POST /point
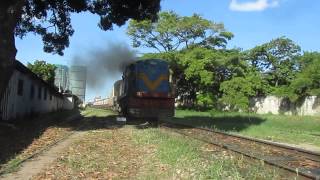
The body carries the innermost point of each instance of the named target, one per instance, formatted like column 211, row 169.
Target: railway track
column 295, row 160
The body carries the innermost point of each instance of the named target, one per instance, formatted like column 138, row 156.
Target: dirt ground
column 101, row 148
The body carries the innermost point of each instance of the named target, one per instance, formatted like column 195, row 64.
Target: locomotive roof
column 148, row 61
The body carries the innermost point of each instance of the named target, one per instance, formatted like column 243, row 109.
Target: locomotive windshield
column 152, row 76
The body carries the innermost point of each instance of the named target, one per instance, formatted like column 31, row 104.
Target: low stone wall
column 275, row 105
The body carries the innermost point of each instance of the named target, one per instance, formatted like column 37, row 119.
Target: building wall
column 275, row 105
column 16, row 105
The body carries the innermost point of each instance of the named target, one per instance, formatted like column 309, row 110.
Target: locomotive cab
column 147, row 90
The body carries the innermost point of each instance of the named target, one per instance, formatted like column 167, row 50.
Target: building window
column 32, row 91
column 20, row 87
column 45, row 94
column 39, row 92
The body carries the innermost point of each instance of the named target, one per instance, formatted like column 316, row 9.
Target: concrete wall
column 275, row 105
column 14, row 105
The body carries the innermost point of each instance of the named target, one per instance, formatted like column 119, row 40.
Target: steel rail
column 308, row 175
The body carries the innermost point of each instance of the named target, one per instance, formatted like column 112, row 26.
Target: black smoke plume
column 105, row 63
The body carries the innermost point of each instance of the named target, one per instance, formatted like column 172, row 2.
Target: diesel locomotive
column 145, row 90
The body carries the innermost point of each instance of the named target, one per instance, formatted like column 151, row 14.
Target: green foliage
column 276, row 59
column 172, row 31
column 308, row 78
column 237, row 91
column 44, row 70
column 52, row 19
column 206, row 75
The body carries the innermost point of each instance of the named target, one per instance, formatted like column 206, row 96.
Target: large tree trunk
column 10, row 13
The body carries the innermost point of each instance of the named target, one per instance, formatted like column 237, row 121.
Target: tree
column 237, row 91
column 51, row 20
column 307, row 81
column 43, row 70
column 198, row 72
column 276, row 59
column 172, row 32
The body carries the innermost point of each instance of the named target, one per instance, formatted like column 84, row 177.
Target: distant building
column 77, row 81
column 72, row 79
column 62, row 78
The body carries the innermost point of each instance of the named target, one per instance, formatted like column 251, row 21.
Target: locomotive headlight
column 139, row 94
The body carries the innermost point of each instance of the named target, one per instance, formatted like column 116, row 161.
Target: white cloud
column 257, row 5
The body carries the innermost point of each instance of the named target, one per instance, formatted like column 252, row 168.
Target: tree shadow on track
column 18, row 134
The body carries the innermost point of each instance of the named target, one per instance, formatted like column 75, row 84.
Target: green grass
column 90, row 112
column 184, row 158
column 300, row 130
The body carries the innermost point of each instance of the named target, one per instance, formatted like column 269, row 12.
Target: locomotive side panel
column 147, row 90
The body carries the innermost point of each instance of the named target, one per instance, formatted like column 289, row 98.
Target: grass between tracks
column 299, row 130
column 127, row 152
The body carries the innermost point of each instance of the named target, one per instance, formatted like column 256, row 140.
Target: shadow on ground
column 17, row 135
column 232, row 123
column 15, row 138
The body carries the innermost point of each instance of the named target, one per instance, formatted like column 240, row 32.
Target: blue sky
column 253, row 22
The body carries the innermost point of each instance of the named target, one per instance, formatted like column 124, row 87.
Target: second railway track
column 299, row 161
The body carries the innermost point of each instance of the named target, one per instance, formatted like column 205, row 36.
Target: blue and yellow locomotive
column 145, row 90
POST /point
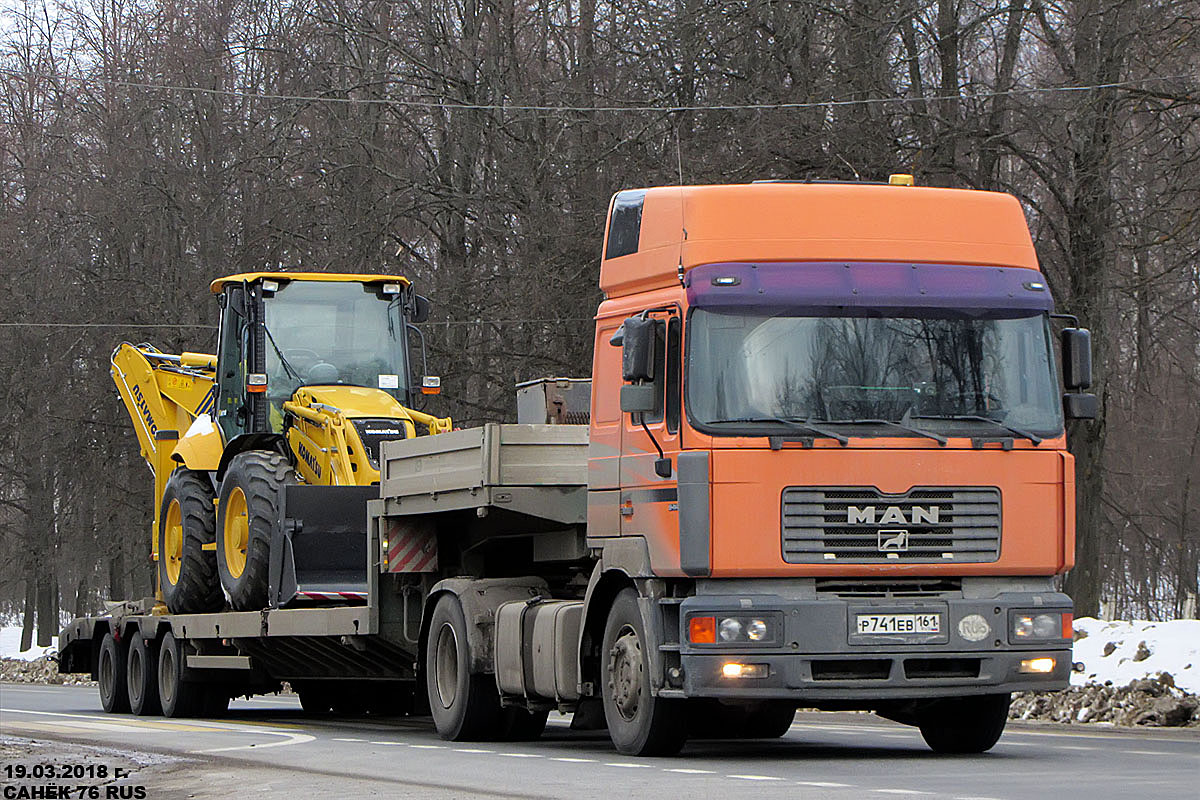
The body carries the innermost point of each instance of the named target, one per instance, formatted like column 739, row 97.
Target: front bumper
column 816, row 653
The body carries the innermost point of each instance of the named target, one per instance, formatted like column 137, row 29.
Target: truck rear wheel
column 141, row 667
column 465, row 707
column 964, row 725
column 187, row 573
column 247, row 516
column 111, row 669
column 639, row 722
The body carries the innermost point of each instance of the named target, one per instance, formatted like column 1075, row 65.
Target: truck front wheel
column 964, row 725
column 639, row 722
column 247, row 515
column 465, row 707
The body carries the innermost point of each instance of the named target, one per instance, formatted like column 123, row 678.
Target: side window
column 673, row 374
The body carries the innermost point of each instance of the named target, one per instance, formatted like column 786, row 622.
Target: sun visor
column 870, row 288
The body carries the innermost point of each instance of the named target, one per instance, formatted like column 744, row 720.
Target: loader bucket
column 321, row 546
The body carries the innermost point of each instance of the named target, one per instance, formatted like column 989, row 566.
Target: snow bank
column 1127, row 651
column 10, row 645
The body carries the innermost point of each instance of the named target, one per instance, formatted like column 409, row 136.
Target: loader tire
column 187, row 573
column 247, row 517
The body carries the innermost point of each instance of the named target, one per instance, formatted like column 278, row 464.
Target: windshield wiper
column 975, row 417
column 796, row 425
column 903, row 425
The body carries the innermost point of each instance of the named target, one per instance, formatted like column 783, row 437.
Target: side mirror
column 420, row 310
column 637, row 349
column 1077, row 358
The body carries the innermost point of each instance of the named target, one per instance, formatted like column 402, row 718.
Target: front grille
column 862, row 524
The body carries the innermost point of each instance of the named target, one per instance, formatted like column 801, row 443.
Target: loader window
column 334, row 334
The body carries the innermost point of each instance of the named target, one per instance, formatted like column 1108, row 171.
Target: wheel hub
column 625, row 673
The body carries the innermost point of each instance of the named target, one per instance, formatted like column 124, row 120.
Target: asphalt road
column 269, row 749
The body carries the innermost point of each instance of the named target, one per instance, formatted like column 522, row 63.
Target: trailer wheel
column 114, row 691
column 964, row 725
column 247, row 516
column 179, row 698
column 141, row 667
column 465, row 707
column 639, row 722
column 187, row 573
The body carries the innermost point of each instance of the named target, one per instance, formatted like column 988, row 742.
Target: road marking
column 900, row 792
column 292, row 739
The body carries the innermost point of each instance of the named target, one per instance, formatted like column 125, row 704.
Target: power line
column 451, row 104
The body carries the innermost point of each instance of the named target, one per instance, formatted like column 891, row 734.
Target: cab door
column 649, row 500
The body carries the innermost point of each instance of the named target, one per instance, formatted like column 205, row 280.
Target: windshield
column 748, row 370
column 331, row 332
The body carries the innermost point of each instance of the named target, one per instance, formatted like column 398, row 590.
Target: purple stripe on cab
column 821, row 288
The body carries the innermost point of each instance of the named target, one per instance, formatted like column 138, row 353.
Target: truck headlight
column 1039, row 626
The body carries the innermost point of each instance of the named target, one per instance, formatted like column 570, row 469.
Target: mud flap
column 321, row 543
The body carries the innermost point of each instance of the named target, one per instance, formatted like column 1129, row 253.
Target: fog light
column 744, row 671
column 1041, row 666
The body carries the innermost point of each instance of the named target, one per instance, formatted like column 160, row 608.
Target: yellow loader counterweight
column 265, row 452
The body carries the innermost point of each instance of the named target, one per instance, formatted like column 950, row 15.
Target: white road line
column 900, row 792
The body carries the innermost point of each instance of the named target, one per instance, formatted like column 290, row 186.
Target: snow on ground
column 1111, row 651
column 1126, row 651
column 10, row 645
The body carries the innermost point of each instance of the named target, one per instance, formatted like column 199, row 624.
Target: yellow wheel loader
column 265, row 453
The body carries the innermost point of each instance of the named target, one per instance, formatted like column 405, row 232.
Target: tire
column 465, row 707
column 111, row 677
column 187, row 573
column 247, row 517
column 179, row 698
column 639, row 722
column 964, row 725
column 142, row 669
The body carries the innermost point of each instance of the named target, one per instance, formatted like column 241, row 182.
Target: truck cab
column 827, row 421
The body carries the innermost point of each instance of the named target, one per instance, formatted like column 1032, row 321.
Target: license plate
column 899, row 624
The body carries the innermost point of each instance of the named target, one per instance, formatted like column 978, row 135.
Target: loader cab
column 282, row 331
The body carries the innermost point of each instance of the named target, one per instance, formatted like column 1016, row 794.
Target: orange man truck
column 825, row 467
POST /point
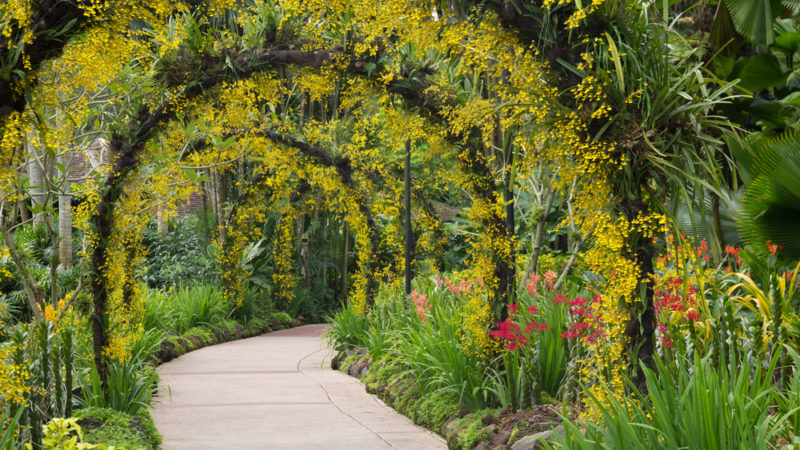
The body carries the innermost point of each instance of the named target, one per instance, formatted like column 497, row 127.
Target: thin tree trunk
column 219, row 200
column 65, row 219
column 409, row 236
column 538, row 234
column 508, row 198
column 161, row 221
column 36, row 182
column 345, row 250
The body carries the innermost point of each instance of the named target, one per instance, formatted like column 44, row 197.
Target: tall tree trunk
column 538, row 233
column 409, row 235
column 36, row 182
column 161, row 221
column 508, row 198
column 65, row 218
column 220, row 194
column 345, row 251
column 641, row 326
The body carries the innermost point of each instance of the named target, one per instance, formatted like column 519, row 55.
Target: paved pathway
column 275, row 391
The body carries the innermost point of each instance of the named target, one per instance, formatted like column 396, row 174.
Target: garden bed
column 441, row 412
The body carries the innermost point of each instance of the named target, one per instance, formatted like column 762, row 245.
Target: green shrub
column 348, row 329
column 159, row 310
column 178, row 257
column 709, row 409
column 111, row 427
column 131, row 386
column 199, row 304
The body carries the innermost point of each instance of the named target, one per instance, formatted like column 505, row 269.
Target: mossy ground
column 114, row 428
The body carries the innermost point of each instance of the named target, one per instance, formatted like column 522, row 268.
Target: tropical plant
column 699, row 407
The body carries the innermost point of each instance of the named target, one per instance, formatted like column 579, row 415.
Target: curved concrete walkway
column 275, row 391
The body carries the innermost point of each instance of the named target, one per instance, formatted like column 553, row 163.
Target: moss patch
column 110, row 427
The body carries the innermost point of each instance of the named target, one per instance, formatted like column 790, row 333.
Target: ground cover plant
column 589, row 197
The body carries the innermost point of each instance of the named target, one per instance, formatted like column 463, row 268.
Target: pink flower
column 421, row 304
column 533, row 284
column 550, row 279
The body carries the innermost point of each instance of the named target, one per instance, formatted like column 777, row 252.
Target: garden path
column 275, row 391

▸ **Requirement**: Set down exactly the lines of the data above, beginning with the line that has "243, row 109." and ending with the line that has "167, row 50.", and no others.

▸ **Solution for this problem**:
The body carries the innermost point of each instance of the named target, one per instance, formatted like column 243, row 109.
Target: locomotive windshield
column 152, row 76
The body carries the innermost point of each instance of the named target, one per instance, formatted like column 31, row 104.
Target: low stone wall
column 275, row 105
The body carries the innermost point of each instance of the named target, one per instance, formatted like column 37, row 119.
Target: building wall
column 275, row 105
column 16, row 105
The body carries the innermost point of each instance of the named target, one per instance, formatted like column 309, row 110.
Target: locomotive cab
column 147, row 90
The body carries the innermost point of each instance of the named target, one per instance, formatted like column 167, row 50.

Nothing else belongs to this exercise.